* **Exercise instructions**
Return every line of the material below without changes, but leave the pictures out.

* **Excerpts from point annotation data**
## Begin

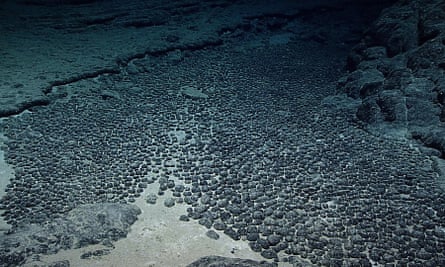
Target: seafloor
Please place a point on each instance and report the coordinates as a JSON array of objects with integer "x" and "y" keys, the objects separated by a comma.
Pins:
[{"x": 239, "y": 136}]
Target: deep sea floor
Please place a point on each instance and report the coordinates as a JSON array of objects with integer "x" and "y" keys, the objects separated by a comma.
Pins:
[{"x": 255, "y": 155}]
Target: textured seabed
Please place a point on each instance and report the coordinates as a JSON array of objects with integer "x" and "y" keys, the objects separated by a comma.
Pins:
[{"x": 259, "y": 159}]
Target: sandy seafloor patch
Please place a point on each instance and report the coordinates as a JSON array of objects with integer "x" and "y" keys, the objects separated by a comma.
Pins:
[{"x": 158, "y": 239}]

## End

* **Exercise result**
Target: seafloor
Please place a point on each instance and report the coordinates as a JSON array of objects with integer "x" and "y" keys, the objects separated by a comma.
Pins:
[{"x": 239, "y": 136}]
Target: deep sea floor
Please place a point on each instance and report the coordinates as a JSON array of objects with integer "x" and "y" keys, the objects separated by a comma.
Pins:
[{"x": 255, "y": 155}]
Target: textured seabed
Please place a point on each instance and report the coordinates as a JSON array of objects with integer "x" and "y" keys, the objects separated by a comma.
Pins:
[{"x": 259, "y": 159}]
Target: sandy seafloor patch
Please place a point on each instance and report the coordinates as a JSON array of objects with integer "x" and "y" keys, the objects separated by a comma.
Pins:
[{"x": 158, "y": 239}]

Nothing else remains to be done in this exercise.